Dataset entries:
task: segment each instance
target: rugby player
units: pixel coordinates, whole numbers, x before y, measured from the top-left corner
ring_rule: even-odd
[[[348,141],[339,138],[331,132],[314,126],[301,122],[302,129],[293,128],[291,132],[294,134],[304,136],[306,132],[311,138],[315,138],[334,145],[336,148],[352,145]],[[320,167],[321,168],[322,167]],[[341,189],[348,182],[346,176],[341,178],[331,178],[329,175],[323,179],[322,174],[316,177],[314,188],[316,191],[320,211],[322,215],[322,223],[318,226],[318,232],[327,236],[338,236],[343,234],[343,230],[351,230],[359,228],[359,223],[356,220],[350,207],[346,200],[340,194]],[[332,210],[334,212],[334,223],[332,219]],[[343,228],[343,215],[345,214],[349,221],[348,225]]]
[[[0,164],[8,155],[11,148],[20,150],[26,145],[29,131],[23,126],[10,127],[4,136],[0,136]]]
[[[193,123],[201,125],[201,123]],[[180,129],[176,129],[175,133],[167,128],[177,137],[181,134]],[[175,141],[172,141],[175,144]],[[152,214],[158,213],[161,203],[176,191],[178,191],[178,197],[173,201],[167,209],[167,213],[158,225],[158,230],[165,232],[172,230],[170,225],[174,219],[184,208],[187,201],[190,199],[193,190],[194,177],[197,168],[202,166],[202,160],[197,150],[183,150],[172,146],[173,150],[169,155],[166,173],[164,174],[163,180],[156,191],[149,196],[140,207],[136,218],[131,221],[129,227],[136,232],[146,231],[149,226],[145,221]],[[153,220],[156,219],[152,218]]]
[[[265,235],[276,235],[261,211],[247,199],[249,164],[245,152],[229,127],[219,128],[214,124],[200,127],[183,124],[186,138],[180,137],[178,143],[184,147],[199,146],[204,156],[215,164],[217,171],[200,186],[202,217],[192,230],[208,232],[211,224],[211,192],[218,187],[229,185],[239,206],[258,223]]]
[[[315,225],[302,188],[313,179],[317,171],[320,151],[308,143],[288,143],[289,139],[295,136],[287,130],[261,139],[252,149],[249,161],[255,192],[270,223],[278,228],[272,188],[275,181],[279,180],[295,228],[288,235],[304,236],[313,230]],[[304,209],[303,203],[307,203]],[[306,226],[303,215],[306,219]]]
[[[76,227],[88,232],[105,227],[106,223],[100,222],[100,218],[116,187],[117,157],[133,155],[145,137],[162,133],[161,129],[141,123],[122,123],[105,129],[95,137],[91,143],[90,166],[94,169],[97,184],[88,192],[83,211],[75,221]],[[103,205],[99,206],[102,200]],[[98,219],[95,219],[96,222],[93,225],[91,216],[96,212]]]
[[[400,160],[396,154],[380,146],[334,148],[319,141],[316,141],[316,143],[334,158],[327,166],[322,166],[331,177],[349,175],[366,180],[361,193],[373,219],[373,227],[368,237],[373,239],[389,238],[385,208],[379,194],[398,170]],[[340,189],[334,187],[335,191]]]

--- Given request ---
Return all of the data precisely as it appears.

--- Result of the task ---
task: segment each instance
target: rugby player
units: pixel coordinates, whole numbers, x before y, measured from the top-left corner
ring_rule: even-odd
[[[348,141],[339,138],[331,132],[314,126],[301,122],[302,129],[293,128],[291,132],[294,134],[304,136],[306,132],[311,138],[315,138],[334,145],[336,148],[352,145]],[[320,167],[321,168],[322,167]],[[341,189],[348,182],[346,176],[341,178],[331,178],[329,175],[323,179],[322,174],[316,177],[314,188],[316,191],[320,211],[322,215],[322,223],[318,226],[318,232],[327,236],[338,236],[343,234],[343,230],[351,230],[359,228],[359,223],[356,220],[350,207],[346,200],[340,194]],[[332,210],[334,212],[334,223],[332,219]],[[343,228],[343,215],[345,214],[349,221],[348,225]]]
[[[0,164],[8,155],[11,148],[20,150],[26,145],[29,131],[23,126],[10,127],[4,136],[0,136]]]
[[[193,123],[201,125],[201,123]],[[180,129],[176,129],[175,133],[167,128],[177,137],[181,134]],[[175,141],[172,141],[175,144]],[[152,214],[158,213],[161,203],[176,191],[178,191],[178,197],[173,201],[167,209],[167,213],[158,225],[158,230],[165,232],[172,230],[170,225],[174,219],[184,208],[187,201],[190,199],[193,190],[194,177],[197,168],[202,166],[202,160],[197,150],[183,150],[172,146],[173,150],[169,155],[166,173],[164,174],[163,180],[156,191],[149,196],[140,207],[136,218],[131,221],[129,227],[136,232],[146,231],[149,226],[145,221]],[[153,220],[156,219],[152,218]]]
[[[265,235],[276,235],[261,211],[247,199],[249,164],[245,152],[229,127],[219,128],[214,124],[200,127],[183,124],[186,138],[180,137],[178,143],[184,147],[199,146],[204,156],[215,164],[217,171],[200,186],[202,217],[192,230],[208,232],[211,224],[211,192],[218,187],[229,185],[239,206],[258,223]]]
[[[315,225],[302,188],[313,179],[317,171],[320,151],[308,143],[288,143],[289,139],[295,136],[287,130],[261,139],[252,149],[249,161],[255,192],[270,223],[278,228],[272,188],[275,181],[279,180],[295,228],[288,235],[304,236],[313,230]],[[304,209],[303,203],[307,203]],[[306,226],[303,215],[306,219]]]
[[[76,227],[88,232],[105,227],[106,223],[100,222],[100,218],[116,187],[117,157],[133,155],[145,137],[162,133],[161,129],[141,123],[122,123],[105,129],[95,137],[91,143],[90,166],[94,169],[97,184],[88,192],[83,211],[75,221]],[[103,205],[99,206],[102,200]],[[98,219],[95,219],[96,222],[93,225],[91,216],[96,212]]]
[[[400,160],[396,154],[380,146],[334,148],[319,141],[316,141],[316,143],[334,158],[327,166],[322,166],[331,177],[349,175],[366,180],[361,193],[373,219],[373,227],[368,237],[373,239],[389,238],[385,208],[379,194],[398,170]],[[340,189],[334,187],[335,191]]]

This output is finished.